Entries from a dataset:
--------------------------------------------------
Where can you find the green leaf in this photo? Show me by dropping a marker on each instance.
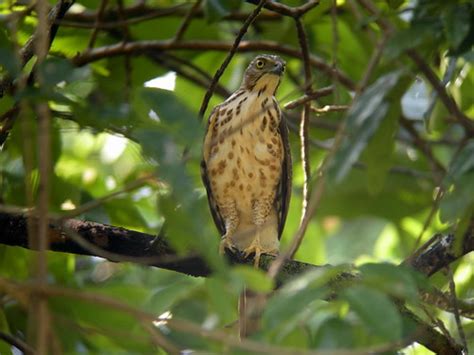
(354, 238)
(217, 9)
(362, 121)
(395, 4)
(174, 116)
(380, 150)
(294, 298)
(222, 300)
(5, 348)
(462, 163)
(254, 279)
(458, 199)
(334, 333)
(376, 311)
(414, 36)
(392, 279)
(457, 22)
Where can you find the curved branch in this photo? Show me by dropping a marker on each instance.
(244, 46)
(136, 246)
--------------------------------------------------
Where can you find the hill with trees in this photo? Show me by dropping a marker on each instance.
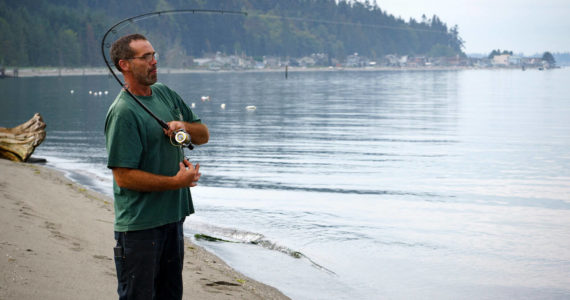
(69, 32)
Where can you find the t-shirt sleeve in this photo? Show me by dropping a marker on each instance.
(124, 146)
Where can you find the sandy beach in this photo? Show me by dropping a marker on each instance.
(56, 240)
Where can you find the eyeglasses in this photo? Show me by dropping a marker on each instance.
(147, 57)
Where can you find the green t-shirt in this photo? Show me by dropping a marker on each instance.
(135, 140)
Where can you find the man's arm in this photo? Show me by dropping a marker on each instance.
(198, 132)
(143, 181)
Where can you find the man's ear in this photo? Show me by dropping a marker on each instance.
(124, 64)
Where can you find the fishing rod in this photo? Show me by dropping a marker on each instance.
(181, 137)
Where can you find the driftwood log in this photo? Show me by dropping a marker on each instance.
--------------------------------------------------
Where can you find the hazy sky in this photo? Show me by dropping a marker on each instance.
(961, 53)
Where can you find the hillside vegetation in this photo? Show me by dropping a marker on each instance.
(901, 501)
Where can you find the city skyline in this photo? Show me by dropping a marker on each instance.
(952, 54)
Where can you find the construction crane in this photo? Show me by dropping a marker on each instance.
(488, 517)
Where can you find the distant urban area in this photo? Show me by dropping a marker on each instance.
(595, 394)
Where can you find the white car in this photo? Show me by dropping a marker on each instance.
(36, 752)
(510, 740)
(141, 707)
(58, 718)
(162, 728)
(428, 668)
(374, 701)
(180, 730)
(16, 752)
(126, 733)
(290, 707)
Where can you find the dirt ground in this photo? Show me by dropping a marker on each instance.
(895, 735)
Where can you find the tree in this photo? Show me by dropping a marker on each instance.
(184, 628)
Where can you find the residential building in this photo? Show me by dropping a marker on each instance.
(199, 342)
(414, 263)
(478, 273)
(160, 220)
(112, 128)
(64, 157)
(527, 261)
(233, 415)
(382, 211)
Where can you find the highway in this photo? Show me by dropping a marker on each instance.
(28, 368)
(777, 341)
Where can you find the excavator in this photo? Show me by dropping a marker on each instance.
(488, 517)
--------------------------------------------------
__REQUIREMENT__. Lay out every line from the one containing "Where can you find the green t-shirt" through the one containing "Where can you find the driftwood" as a Markdown table. Use two columns, "No." for the row number and "Text" for the line, and leave out any blank lines.

__OUTPUT__.
| No. | Text |
|---|---|
| 1 | Where can you find the green t-shirt in this photo? Show me by dropping a marker on each instance. |
| 2 | (135, 140) |
| 3 | Where can you find the man's arm in this photo? Show me by dropping a marker on each instance. |
| 4 | (198, 132) |
| 5 | (143, 181) |
| 6 | Where can you find the man's ear in this photo? Show me by dropping a marker on each instance. |
| 7 | (124, 64) |
| 8 | Where can you find the fishing rod in this photo? Show me by dropping a marker on each instance. |
| 9 | (181, 137) |
| 10 | Where can you find the driftwood log in this photo? Show me by dropping a marker on each instance. |